## THE PROBLEM
The line containing "Point to the motorcycle rider" marks the end: copy exactly every line from the start of the records below up to and including it, leaving out pictures.

## INPUT MATERIAL
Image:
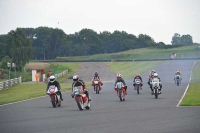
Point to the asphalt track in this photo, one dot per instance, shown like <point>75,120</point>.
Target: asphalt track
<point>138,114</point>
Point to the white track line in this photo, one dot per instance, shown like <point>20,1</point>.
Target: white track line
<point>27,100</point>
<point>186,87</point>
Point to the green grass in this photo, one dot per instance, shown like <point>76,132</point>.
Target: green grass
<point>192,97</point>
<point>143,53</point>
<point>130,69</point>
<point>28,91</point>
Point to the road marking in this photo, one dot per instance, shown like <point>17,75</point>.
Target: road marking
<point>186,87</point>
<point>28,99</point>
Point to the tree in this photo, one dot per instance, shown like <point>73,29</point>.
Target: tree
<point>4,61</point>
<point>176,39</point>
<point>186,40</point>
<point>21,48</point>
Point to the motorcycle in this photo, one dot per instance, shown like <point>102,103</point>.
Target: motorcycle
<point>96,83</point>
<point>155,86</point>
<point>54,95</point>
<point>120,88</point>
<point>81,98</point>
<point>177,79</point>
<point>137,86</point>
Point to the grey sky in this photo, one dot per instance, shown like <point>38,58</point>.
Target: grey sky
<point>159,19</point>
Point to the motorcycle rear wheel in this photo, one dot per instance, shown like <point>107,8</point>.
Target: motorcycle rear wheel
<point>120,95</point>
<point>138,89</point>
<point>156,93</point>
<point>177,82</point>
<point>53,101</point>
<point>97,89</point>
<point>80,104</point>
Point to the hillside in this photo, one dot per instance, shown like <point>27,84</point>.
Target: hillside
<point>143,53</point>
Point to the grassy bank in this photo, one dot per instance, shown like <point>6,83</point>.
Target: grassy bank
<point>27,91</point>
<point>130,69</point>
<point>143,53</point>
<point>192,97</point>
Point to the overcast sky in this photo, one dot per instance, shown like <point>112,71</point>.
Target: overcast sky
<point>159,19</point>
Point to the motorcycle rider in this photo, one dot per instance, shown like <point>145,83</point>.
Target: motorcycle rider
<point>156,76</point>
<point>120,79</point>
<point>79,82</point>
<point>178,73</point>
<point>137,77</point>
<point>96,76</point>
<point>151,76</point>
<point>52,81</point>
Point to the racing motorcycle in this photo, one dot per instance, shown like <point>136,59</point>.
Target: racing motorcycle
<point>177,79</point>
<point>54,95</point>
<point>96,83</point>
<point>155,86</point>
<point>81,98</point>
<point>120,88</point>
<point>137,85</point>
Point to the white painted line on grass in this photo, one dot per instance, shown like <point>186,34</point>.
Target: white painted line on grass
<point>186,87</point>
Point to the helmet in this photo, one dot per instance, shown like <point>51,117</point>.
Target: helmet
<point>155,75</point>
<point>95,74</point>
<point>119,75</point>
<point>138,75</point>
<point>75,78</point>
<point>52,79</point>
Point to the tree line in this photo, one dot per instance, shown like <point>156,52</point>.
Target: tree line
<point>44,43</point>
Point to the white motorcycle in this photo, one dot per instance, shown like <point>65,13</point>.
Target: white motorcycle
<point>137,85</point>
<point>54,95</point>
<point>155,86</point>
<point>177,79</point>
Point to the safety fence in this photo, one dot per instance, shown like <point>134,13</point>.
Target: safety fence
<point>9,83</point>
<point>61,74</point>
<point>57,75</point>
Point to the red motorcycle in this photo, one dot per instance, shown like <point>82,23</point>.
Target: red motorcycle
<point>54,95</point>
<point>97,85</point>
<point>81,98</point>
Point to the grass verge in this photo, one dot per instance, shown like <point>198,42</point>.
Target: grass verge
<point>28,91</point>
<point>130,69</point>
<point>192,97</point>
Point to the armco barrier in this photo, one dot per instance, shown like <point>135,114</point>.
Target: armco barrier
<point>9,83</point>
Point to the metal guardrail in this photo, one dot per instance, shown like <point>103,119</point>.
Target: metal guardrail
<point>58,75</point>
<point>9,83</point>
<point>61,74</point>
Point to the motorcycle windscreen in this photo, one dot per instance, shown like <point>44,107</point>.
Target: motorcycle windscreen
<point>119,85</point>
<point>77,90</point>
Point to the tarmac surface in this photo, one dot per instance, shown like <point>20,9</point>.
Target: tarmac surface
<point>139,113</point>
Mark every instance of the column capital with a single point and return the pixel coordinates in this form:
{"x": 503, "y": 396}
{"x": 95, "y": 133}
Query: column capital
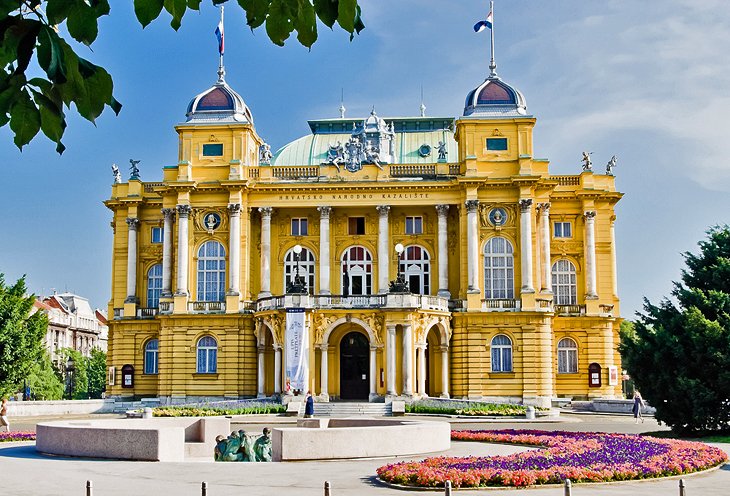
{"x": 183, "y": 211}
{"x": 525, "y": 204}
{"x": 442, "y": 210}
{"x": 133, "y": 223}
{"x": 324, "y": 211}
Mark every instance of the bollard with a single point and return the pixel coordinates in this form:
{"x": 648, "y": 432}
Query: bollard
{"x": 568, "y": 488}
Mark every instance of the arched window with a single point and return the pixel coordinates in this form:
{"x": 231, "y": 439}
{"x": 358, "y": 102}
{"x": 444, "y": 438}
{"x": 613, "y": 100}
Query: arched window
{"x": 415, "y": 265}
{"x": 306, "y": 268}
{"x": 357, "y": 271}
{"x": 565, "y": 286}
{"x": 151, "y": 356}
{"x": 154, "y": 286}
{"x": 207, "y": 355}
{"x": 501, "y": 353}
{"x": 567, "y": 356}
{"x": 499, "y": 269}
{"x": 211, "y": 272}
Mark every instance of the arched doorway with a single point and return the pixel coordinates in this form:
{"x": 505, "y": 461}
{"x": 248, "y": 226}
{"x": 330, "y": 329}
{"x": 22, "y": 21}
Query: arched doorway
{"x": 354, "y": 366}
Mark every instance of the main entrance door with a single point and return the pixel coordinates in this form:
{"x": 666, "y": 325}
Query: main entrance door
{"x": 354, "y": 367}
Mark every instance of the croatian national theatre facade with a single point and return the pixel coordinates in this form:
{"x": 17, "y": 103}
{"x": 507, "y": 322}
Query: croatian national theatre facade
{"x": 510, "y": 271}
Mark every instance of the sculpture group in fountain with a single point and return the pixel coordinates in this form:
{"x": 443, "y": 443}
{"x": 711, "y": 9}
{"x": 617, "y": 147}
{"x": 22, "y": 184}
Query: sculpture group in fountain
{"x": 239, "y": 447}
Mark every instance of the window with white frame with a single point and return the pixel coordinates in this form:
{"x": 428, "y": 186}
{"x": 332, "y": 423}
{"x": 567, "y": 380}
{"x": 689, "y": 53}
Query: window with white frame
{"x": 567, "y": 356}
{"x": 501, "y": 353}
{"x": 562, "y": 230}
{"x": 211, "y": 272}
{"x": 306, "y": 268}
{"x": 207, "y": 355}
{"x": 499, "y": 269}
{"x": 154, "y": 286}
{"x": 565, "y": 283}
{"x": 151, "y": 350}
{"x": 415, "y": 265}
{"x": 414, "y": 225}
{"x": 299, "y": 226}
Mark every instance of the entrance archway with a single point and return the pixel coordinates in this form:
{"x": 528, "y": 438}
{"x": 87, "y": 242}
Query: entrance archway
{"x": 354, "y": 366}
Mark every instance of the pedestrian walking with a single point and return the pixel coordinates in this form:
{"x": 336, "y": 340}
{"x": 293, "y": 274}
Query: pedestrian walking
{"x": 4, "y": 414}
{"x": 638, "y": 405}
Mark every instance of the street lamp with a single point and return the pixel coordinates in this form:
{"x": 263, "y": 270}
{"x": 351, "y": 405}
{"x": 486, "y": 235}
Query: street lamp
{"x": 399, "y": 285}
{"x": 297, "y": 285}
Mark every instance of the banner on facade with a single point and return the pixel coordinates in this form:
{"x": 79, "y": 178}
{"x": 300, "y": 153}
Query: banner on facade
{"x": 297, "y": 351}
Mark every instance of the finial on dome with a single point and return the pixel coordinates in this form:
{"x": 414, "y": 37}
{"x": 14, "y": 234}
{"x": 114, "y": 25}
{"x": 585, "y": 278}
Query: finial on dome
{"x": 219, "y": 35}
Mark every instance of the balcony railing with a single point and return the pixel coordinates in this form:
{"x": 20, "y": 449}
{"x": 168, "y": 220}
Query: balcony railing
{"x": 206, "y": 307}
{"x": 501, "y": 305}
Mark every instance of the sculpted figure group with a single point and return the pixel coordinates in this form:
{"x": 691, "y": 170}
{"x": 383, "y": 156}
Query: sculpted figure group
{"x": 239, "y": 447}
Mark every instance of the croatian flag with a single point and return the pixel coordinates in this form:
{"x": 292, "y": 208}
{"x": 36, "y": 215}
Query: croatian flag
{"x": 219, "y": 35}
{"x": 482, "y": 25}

## EXERCISE ANSWER
Image:
Point to the asphalt track in this photo, one dot per instance, shown like <point>75,120</point>.
Target: asphalt track
<point>138,114</point>
Point to the white track line in this photo, one dot per instance, shown like <point>20,1</point>.
Target: white track line
<point>27,100</point>
<point>186,87</point>
Point to the green grass in this photo, one dot per instance, shown like <point>76,132</point>.
Target: green grass
<point>192,97</point>
<point>143,53</point>
<point>130,69</point>
<point>28,91</point>
Point to the road marking in this photo, one dot per instance, shown like <point>17,75</point>.
Target: road marking
<point>186,87</point>
<point>28,99</point>
Point to the tree in this photo, one dot per instance, shown like <point>73,29</point>.
Target: tree
<point>4,61</point>
<point>176,39</point>
<point>186,40</point>
<point>21,48</point>
Point to the motorcycle in this photo, one dot per instance, shown like <point>102,103</point>.
Target: motorcycle
<point>96,83</point>
<point>155,86</point>
<point>54,95</point>
<point>120,88</point>
<point>81,98</point>
<point>177,79</point>
<point>137,86</point>
Point to the grey sky in this photo, one dot per instance, shown like <point>38,58</point>.
Target: grey sky
<point>159,19</point>
Point to the motorcycle rear wheel in this photo, one dot per instance, shown like <point>107,8</point>.
Target: motorcycle rear wheel
<point>120,95</point>
<point>138,89</point>
<point>156,93</point>
<point>177,82</point>
<point>53,101</point>
<point>97,89</point>
<point>80,104</point>
Point to the hillside in this photo, one dot per instance, shown like <point>27,84</point>.
Target: hillside
<point>143,53</point>
Point to the grassy bank in this photo, one dot per instance, shown like <point>6,83</point>.
Target: grassy bank
<point>27,91</point>
<point>130,69</point>
<point>143,53</point>
<point>192,97</point>
Point to the overcast sky in this photo, one dot per instance, shown like <point>112,71</point>.
Target: overcast sky
<point>159,19</point>
Point to the motorcycle rider in this photo, one dot per instance, shown like <point>145,83</point>.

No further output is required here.